Rows from a pointing dataset
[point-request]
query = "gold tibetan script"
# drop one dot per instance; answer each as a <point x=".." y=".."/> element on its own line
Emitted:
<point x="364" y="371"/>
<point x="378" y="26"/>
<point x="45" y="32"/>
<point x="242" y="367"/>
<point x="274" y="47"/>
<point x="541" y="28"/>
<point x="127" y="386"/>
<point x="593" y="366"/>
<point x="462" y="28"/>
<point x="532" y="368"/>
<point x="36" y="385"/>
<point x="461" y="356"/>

=== Requirement ===
Extract the complete set of records unchanged.

=== Response for this exercise ===
[point-request]
query = "gold tibetan script"
# drop one dot per instance; answer each as a <point x=".." y=".."/> element on its own line
Emitted:
<point x="364" y="371"/>
<point x="378" y="26"/>
<point x="45" y="32"/>
<point x="242" y="367"/>
<point x="274" y="47"/>
<point x="541" y="28"/>
<point x="127" y="386"/>
<point x="593" y="366"/>
<point x="462" y="28"/>
<point x="532" y="368"/>
<point x="36" y="385"/>
<point x="461" y="356"/>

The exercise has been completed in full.